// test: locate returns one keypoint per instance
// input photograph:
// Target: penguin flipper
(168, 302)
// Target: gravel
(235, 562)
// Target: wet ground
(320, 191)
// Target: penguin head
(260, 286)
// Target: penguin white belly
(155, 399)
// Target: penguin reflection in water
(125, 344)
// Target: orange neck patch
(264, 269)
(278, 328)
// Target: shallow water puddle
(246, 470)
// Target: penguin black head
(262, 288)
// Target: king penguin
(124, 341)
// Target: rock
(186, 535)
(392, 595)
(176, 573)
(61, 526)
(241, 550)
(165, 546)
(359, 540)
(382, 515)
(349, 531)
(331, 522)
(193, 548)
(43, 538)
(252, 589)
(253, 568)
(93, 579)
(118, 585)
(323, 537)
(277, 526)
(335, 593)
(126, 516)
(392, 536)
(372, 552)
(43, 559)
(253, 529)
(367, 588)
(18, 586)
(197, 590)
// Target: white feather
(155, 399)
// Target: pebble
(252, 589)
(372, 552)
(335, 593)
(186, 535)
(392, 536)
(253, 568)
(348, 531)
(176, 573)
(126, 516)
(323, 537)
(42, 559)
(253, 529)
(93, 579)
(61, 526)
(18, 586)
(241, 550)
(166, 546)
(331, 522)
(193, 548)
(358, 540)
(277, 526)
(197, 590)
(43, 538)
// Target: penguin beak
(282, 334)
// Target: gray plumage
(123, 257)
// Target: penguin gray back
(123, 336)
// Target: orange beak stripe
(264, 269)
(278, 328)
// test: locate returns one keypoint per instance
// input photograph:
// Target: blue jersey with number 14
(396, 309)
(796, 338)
################
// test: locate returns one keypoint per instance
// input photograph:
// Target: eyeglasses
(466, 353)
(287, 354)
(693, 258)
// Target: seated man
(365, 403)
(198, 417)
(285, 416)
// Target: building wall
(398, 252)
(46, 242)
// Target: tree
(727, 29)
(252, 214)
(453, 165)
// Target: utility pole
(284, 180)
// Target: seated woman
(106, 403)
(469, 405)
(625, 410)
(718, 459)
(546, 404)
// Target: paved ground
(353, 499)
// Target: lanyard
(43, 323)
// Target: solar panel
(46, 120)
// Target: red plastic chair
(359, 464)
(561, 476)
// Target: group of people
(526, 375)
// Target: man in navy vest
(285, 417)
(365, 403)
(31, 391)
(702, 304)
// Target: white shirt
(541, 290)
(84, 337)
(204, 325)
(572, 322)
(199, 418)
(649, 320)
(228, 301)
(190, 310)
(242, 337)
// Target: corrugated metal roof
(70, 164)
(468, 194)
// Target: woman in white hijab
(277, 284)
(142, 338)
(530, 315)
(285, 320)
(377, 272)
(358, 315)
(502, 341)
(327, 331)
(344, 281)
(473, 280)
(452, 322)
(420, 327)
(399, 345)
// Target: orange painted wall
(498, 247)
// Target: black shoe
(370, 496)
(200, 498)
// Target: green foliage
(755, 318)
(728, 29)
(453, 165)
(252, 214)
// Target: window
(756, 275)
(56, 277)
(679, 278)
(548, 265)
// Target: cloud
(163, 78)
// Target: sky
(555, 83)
################
** BRIEF **
Please collect every line of the data above that contains the string "wall" and copy each one in full. Treat the match as case-sensitive.

** FULL ANSWER **
// Target: building wall
// Target: orange painted wall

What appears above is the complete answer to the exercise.